--- DATA LISTING ---

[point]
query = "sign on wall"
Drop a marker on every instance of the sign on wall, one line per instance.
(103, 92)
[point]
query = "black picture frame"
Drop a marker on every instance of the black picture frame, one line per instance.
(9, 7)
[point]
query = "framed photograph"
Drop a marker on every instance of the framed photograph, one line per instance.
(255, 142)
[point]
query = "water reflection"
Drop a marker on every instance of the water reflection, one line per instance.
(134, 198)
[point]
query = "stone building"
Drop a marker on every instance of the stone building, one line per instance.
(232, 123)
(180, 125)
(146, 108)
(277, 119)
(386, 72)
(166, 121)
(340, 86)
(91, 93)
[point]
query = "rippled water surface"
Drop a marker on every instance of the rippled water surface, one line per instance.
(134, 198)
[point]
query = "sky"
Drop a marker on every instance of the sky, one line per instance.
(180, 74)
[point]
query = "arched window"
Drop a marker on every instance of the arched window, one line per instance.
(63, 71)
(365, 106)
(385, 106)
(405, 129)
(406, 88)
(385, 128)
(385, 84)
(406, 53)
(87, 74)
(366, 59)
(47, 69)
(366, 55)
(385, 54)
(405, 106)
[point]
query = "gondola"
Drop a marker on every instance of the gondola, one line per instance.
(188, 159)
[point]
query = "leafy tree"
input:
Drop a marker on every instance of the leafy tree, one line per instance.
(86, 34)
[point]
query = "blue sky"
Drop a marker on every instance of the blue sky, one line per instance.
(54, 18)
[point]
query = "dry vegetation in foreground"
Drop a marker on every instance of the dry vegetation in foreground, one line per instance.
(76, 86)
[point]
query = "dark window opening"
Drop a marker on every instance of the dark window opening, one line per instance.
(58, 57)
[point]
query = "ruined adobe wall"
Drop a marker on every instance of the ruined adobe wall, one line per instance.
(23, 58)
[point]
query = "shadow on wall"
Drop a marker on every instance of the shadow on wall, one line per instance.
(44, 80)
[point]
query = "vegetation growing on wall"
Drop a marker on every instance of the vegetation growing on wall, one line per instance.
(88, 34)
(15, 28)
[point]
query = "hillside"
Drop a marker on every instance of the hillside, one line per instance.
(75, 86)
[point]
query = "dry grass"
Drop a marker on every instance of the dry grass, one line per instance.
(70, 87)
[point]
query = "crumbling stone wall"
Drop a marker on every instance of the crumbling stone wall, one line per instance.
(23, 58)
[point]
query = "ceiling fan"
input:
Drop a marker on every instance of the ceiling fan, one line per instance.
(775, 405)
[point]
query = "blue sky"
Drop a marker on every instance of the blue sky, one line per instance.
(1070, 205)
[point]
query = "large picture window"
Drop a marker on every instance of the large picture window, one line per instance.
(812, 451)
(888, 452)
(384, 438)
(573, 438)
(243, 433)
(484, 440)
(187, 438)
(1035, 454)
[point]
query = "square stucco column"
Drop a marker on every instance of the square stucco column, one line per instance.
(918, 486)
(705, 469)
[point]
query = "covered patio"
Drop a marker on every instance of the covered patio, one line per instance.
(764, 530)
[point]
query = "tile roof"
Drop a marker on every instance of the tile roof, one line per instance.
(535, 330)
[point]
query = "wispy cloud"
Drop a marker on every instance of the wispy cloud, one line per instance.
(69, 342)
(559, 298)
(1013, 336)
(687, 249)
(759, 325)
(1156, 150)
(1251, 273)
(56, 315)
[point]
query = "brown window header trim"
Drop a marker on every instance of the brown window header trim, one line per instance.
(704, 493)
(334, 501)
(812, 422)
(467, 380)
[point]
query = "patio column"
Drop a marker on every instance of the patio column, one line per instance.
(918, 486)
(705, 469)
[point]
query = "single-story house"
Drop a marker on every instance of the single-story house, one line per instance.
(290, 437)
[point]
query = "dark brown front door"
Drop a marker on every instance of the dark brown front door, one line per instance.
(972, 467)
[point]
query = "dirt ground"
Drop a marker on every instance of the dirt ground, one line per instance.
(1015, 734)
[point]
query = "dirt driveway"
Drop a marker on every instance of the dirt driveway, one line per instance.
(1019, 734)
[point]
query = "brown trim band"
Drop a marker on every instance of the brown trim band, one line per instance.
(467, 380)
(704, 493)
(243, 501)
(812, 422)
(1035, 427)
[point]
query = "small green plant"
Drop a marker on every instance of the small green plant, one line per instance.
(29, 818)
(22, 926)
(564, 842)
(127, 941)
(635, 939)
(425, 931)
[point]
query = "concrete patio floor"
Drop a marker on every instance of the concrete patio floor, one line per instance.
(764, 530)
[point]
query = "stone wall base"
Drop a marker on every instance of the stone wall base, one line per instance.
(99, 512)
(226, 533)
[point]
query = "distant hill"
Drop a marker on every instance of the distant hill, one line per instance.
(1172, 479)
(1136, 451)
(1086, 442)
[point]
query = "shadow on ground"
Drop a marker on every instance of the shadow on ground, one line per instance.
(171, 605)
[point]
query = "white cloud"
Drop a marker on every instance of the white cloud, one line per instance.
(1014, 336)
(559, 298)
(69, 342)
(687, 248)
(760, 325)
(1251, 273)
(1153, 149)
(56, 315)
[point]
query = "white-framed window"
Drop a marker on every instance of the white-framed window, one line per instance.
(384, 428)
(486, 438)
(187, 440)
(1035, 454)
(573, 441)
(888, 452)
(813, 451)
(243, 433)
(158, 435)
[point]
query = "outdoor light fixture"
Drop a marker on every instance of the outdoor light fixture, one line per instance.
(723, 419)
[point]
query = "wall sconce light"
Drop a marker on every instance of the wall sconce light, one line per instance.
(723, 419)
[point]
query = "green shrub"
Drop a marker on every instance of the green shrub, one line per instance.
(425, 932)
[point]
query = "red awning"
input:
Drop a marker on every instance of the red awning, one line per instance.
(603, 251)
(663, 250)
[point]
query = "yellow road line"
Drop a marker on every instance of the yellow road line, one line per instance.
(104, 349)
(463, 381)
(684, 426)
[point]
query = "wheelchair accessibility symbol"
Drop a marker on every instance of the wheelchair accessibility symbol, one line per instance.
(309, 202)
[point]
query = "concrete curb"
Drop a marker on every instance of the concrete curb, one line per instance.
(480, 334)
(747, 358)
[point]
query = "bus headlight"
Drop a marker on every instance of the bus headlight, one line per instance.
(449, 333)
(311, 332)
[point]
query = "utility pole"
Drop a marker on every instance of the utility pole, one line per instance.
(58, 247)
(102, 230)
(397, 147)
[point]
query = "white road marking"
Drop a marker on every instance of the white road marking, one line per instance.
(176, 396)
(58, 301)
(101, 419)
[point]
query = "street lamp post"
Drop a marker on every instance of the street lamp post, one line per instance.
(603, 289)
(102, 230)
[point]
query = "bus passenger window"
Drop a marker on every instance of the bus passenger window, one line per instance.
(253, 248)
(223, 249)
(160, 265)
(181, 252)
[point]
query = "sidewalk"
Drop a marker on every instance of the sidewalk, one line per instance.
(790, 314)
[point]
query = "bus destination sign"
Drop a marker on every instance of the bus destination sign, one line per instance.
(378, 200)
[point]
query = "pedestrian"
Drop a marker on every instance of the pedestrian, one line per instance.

---

● PROBLEM TO WORK ON:
Exactly reproduce all of the entries above.

● TASK ANSWER:
[point]
query = "sign on wall"
Drop a marker on every instance of the sign on wall, one line per instance.
(103, 92)
[point]
query = "black picture frame"
Drop a marker on every instance of the black picture frame, one line per instance.
(9, 7)
[point]
query = "framed photograph"
Drop a marker on every instance of the framed photograph, one line per instance.
(255, 142)
[point]
query = "water reflection"
Drop a marker on every instance of the water reflection, one line per instance.
(134, 198)
[point]
query = "stone building"
Drop a marker on every instance of the stone building, one line per instance.
(232, 123)
(180, 125)
(146, 108)
(277, 119)
(386, 72)
(166, 121)
(340, 86)
(91, 93)
[point]
query = "rippled water surface"
Drop a marker on every instance of the rippled water surface, one line per instance.
(134, 198)
[point]
query = "sky"
Drop a marker on every instance of the sky, one line per instance.
(180, 74)
[point]
query = "arched window"
Drop a marker on every instance of the arched window, one line per instance.
(63, 71)
(365, 106)
(385, 106)
(405, 129)
(406, 88)
(385, 128)
(385, 84)
(406, 53)
(87, 74)
(366, 59)
(47, 69)
(366, 55)
(385, 54)
(405, 106)
[point]
query = "gondola"
Drop a marker on every instance of the gondola, one line per instance.
(188, 159)
[point]
query = "leafy tree"
input:
Drop a marker on every instance of the leafy tree, one line per instance.
(86, 34)
[point]
query = "blue sky"
Drop a marker on every instance of the blue sky, one line per instance.
(54, 18)
[point]
query = "dry vegetation in foreground"
Drop a marker on every instance of the dry vegetation in foreground, one line per instance.
(76, 86)
[point]
query = "dark window opening"
Drop a marker on every instance of the dark window opening, one line per instance.
(58, 57)
[point]
query = "ruined adobe wall"
Drop a marker on every instance of the ruined adobe wall, one line per instance.
(23, 58)
[point]
query = "shadow on wall"
Drop a marker on every instance of the shadow on wall, one line per instance.
(44, 80)
[point]
query = "vegetation growing on wall"
Drop a marker on every instance of the vegetation growing on wall, one line per instance.
(88, 34)
(15, 28)
[point]
query = "hillside"
Drop a marker on every instance of the hillside, one line per instance.
(75, 86)
[point]
query = "dry grass"
Drop a marker on every instance of the dry grass, one line per instance.
(70, 87)
[point]
query = "crumbling stone wall"
Drop a marker on every instance of the crumbling stone wall, one line per instance.
(23, 58)
[point]
query = "ceiling fan"
input:
Drop a marker on every instance of the ceiling fan, one line per instance.
(775, 405)
[point]
query = "blue sky"
Drop a marker on every instance of the blue sky, one line per instance.
(1070, 205)
[point]
query = "large picture window"
Drop a marker on every instance of the large picture window, one line per instance.
(812, 451)
(888, 452)
(384, 438)
(573, 438)
(243, 433)
(484, 440)
(187, 438)
(1035, 454)
[point]
query = "square stucco column"
Drop a marker on every instance of the square stucco column, one line per instance.
(918, 486)
(705, 469)
[point]
query = "covered patio"
Drop a marker on every instance of the covered patio, one line per instance.
(764, 530)
[point]
query = "tile roof"
Drop a marker on every instance of the tile roof, one line per instance.
(535, 330)
[point]
query = "wispy cloud"
Drop a marker on every instance of the wispy cloud, one line per instance.
(69, 342)
(559, 298)
(1013, 336)
(687, 249)
(759, 325)
(1156, 150)
(1251, 273)
(56, 315)
[point]
query = "brown window header trim"
Drop a marker on every instance of the brown window header trim, one line per instance.
(704, 493)
(334, 501)
(812, 422)
(467, 380)
[point]
query = "patio column"
Drop a marker on every instance of the patio column, one line per instance.
(918, 486)
(705, 469)
[point]
query = "single-story house"
Drop a marker on every instance of the single-story house, one line per instance.
(290, 437)
[point]
query = "dark brown front door"
Drop a marker on every instance of the dark brown front door, one line per instance.
(972, 467)
[point]
query = "dirt ground"
Drop a marker on every instance of the dirt ground, one line per instance.
(1015, 734)
[point]
query = "dirt driveway"
Drop a marker on every instance of the dirt driveway, one line per instance.
(1019, 734)
[point]
query = "brown trim band"
Drop a marker on every instance of the brown trim band, one line per instance.
(467, 380)
(704, 493)
(243, 501)
(812, 422)
(1035, 427)
[point]
query = "small green plant"
Drop a marker on every instance of the small green plant, one line per instance.
(29, 818)
(22, 926)
(564, 842)
(127, 941)
(635, 939)
(425, 931)
[point]
query = "concrete patio floor"
Drop a marker on every instance of the concrete patio floor, one line per instance.
(764, 530)
[point]
query = "stone wall base"
Drop a marker on every instance of the stone wall base, one line per instance.
(99, 512)
(226, 533)
[point]
query = "distant hill"
Drop a marker on every instance of the distant hill, one line per instance.
(1172, 479)
(1136, 451)
(1086, 442)
[point]
query = "shadow on ground"
Drop a marker on every instance of the shadow on ground, one line per instance.
(171, 605)
[point]
query = "white cloud"
Drop a marker on every instance of the white cloud, one line per instance.
(1014, 336)
(559, 298)
(69, 342)
(687, 248)
(760, 325)
(1251, 273)
(1153, 149)
(56, 315)
[point]
query = "white-framed window"
Drop a marker on every instance of the white-framed window, one line per instance.
(384, 428)
(486, 438)
(187, 440)
(1035, 454)
(573, 441)
(888, 452)
(813, 451)
(243, 433)
(158, 435)
[point]
query = "outdoor light fixture"
Drop a marker on every instance of the outdoor light fixture, one line per instance.
(723, 419)
[point]
query = "wall sconce light"
Drop a marker on every instance of the wall sconce light, one line per instance.
(723, 419)
[point]
query = "green shrub"
Drop a marker on every instance of the green shrub, one line per instance.
(425, 932)
[point]
query = "red awning"
input:
Drop a marker on every instance of the red awning, one line per instance.
(603, 251)
(663, 250)
[point]
query = "yellow road line"
Drop a marker on every instance of the yellow road line, one line per instance.
(104, 349)
(463, 381)
(684, 426)
[point]
query = "wheelchair accessibility symbol"
Drop a marker on every instance of the wheelchair accessibility symbol, one line per instance.
(309, 202)
[point]
query = "concrete curb"
Drop a marker on every instance of the concrete curb, one line per instance.
(480, 334)
(747, 358)
[point]
query = "bus headlight"
Drop a marker on every instance of the bus headlight, one line per instance.
(449, 333)
(311, 332)
[point]
query = "utility pole"
Drop a marker on every instance of the utility pole, one line per instance.
(58, 247)
(102, 230)
(397, 147)
[point]
query = "white road marking"
Drop a marker on every instance of the white road marking, one line per instance.
(176, 396)
(58, 301)
(101, 419)
[point]
query = "street lamp post"
Drop a marker on every instance of the street lamp post, one line per instance.
(603, 289)
(102, 230)
[point]
query = "bus passenger window"
Drop a marker on every instance of the bus passenger window, one line per instance.
(253, 248)
(223, 249)
(160, 265)
(181, 252)
[point]
query = "sidewalk"
Drop a marker on every instance of the sidewalk, one line per instance.
(790, 314)
[point]
query = "bus destination sign"
Drop a marker on every instance of the bus destination sign, one line per instance.
(378, 200)
[point]
query = "pedestrian"
Drop a marker on every instance of the pedestrian, one line per instance.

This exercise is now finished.